- Task brief: Line by line, copy the material below exactly.

- Material provided:
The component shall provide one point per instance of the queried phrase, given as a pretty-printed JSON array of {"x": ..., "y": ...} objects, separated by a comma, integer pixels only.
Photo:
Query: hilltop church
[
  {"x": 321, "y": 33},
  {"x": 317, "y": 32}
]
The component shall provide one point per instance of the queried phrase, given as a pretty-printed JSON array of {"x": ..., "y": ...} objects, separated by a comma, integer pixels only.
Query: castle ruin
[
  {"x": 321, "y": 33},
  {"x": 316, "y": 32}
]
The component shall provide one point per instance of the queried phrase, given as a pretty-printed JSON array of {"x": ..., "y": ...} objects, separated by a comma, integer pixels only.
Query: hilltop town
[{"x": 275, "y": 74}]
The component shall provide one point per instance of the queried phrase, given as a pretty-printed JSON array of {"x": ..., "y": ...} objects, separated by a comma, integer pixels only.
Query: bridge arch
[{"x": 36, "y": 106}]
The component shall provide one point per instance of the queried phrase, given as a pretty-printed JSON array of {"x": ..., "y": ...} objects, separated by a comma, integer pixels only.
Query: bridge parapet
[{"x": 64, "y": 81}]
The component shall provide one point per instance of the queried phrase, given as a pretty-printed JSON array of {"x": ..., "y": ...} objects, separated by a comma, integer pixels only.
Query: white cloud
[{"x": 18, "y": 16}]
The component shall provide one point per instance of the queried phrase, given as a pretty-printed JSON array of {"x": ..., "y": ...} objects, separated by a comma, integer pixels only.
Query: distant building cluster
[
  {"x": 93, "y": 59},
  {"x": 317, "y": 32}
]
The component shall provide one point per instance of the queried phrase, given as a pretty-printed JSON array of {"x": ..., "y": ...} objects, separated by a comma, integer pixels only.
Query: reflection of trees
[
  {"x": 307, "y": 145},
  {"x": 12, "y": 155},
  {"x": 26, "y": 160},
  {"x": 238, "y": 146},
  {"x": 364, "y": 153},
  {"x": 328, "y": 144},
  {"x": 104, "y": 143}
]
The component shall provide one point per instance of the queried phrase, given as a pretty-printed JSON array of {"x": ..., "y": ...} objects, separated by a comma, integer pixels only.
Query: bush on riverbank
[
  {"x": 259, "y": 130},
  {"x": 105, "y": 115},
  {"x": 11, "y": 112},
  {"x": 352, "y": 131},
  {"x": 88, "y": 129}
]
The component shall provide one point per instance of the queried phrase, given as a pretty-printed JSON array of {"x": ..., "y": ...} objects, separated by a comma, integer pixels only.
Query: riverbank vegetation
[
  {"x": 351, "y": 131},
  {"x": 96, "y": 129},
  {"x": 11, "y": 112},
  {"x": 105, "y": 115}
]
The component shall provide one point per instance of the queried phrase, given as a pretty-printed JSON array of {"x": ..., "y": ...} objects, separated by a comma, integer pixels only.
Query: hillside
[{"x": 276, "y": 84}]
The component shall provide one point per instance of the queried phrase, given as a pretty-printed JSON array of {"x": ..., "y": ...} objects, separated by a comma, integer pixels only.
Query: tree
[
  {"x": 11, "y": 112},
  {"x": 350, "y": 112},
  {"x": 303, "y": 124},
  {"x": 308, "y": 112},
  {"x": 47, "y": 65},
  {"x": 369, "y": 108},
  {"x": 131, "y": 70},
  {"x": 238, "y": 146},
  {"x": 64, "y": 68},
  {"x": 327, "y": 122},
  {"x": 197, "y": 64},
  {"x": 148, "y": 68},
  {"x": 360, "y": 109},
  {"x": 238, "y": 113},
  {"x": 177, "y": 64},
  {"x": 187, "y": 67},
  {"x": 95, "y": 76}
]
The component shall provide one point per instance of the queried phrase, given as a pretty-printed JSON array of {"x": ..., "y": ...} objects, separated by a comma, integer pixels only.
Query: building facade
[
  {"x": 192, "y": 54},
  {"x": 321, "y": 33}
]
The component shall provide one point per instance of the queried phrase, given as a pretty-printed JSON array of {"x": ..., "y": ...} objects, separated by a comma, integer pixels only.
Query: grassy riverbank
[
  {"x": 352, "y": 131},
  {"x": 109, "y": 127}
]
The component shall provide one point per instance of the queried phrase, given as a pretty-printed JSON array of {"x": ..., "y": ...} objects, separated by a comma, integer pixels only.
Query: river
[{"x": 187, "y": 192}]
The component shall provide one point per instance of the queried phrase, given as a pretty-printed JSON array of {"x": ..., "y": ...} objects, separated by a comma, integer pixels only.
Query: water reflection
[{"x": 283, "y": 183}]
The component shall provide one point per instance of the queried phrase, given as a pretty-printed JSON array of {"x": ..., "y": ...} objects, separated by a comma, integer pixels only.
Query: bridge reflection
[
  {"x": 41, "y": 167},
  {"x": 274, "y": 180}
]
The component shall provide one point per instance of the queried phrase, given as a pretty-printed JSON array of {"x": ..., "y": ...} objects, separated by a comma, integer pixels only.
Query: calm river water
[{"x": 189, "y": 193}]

- Answer box:
The component shall provide one point per instance of the queried phrase, given as a pretty-printed JSON array of {"x": ..., "y": ...} objects, separated by a comma, integer pixels only.
Photo:
Query: hilltop church
[
  {"x": 321, "y": 33},
  {"x": 317, "y": 32}
]
The component shall provide one point per instance of the queried phrase, given as a pretty-printed JSON array of {"x": ..., "y": ...} objects, separated by a comma, integer pixels only.
Query: castle ruin
[
  {"x": 321, "y": 33},
  {"x": 316, "y": 32}
]
The component shall provide one point per instance of the queried phrase, given as a pretty-printed JSON array of {"x": ..., "y": ...} objects, separated by a comma, integer pixels only.
Query: hilltop town
[{"x": 275, "y": 74}]
The component shall provide one point per instance of the queried phrase, given as a pretty-printed JSON array of {"x": ..., "y": ...} objects, separated by a comma, integer pixels only.
Query: bridge arch
[{"x": 36, "y": 106}]
The component shall provide one point per instance of the queried phrase, given as a pretty-printed JSON array of {"x": ..., "y": ...} objects, separated by a comma, integer pixels only.
Query: bridge parapet
[{"x": 64, "y": 81}]
The component shall provide one point per instance of the queried phrase, given as a pretty-printed JSON array of {"x": ..., "y": ...} objects, separated by a comma, integer pixels only.
Query: white cloud
[{"x": 18, "y": 16}]
The component shall provide one point per instance of the queried phrase, given as a pretty-printed JSON array of {"x": ..., "y": ...} objects, separated by a comma, integer pixels only.
Query: distant building cluster
[
  {"x": 93, "y": 59},
  {"x": 317, "y": 32}
]
The component shall provide one point per instance of the queried phrase, given as a pretty-printed JSON array of {"x": ..., "y": ...} objects, separated by a comma, integer pixels only.
Query: reflection of trees
[
  {"x": 307, "y": 145},
  {"x": 12, "y": 155},
  {"x": 26, "y": 160},
  {"x": 238, "y": 146},
  {"x": 364, "y": 153},
  {"x": 328, "y": 144},
  {"x": 104, "y": 143}
]
The component shall provide one point per instance of the queried phrase, given as a pretty-printed JSON array of {"x": ..., "y": ...} objects, separated by a comma, integer pixels only.
Query: bush on riverbank
[
  {"x": 259, "y": 130},
  {"x": 105, "y": 115},
  {"x": 11, "y": 112},
  {"x": 352, "y": 131},
  {"x": 88, "y": 129}
]
The component shall provide one point per instance of the queried phrase, given as a pretty-printed JSON array of {"x": ..., "y": ...} objects, separated by a comma, integer pixels only.
Query: riverbank vegetation
[
  {"x": 351, "y": 131},
  {"x": 96, "y": 129},
  {"x": 11, "y": 112},
  {"x": 105, "y": 115}
]
The component shall provide one point per instance of the queried phrase, given as a pretty-printed JSON array of {"x": ..., "y": ...} objects, separated by a comma, integer pixels only.
Query: hillside
[{"x": 276, "y": 84}]
The component shall provide one point per instance of the queried phrase, given as a pretty-printed JSON array of {"x": ..., "y": ...} objects, separated by a comma, integer pixels only.
Query: tree
[
  {"x": 11, "y": 112},
  {"x": 350, "y": 112},
  {"x": 303, "y": 124},
  {"x": 308, "y": 112},
  {"x": 47, "y": 65},
  {"x": 369, "y": 108},
  {"x": 131, "y": 70},
  {"x": 238, "y": 146},
  {"x": 64, "y": 68},
  {"x": 327, "y": 122},
  {"x": 197, "y": 64},
  {"x": 148, "y": 68},
  {"x": 360, "y": 109},
  {"x": 238, "y": 113},
  {"x": 177, "y": 64},
  {"x": 187, "y": 67},
  {"x": 95, "y": 76}
]
The component shall provide one point per instance of the queried phrase, given as a pretty-printed JSON array of {"x": ..., "y": ...} objects, separated by a comma, integer pixels only.
Query: building facade
[
  {"x": 192, "y": 54},
  {"x": 321, "y": 33}
]
The component shall provide one point per instance of the queried phrase, given as a pretty-printed JSON array of {"x": ..., "y": ...} objects, separated by a comma, integer pixels only.
Query: grassy riverbank
[
  {"x": 352, "y": 131},
  {"x": 109, "y": 127}
]
The component shall provide one point per instance of the queried phrase, given as a pretty-printed JSON array of {"x": ..., "y": ...} objects, separated by a comma, integer pixels only.
Query: river
[{"x": 187, "y": 192}]
The component shall provide one point per instance of the queried phrase, given as a pretty-printed JSON array of {"x": ..., "y": ...} objects, separated by a comma, integer pixels only.
Query: water reflection
[{"x": 283, "y": 183}]
The component shall provide one point per instance of the queried phrase, given as a pretty-printed JSON array of {"x": ..., "y": ...} objects, separated by a comma, integer pixels only.
Query: bridge reflection
[
  {"x": 41, "y": 167},
  {"x": 274, "y": 180}
]
The component shall provide one point per instance of the queried phrase, given as a pretty-printed JSON array of {"x": ..., "y": ...} objects, separated by a comma, integer pixels only.
Query: calm river water
[{"x": 189, "y": 193}]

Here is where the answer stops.